**YOUR OBJECTIVE:**
Please answer these questions from the article on NSAIDs and Clostridioides difficile infection, one per line:
1. The article was originally published by which sister publication?
2. About how many people were in the retrospective review?
3. Who was the lead investigator?

**PAGE TEXT:**
By David Wild

Originally published by our sister publication, Gastroenterology & Endoscopy News

Non-aspirin nonsteroidal anti-inflammatory drugs (NSAIDs) do not increase the risk for Clostridioides difficile infection (CDI), according to a retrospective review of nearly 1,500 people. The results stand in contrast to prior findings that have suggested an association between NSAID use and CDI.

“To our knowledge, this is the first study of NSAID use as a risk factor for CDI to account for treatment assignment bias utilizing propensity score matching,” noted lead investigator Adam Ressler, MD, from the Department of Internal Medicine, Division of Infectious Disease, at the University of Michigan, in Ann Arbor, and his co-investigators (Anaerobe 2021 Sep 8. https://doi.org/10.1016/j.anaerobe.2021.102444). “This is significant, as it increases our confidence that our modeled risk of CDI is causally related to NSAID use itself, rather than the underlying indication for the NSAID use.”

**EXTRACTED ENTRIES:**

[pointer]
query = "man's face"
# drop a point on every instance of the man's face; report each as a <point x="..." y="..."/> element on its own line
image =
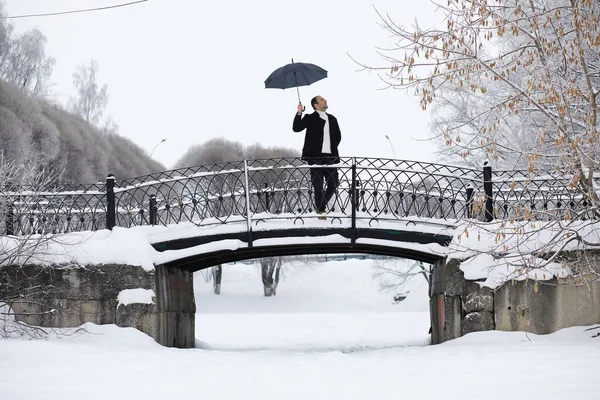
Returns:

**OUTPUT OF THE TASK:**
1. Gastroenterology & Endoscopy News
2. Nearly 1,500
3. Adam Ressler, MD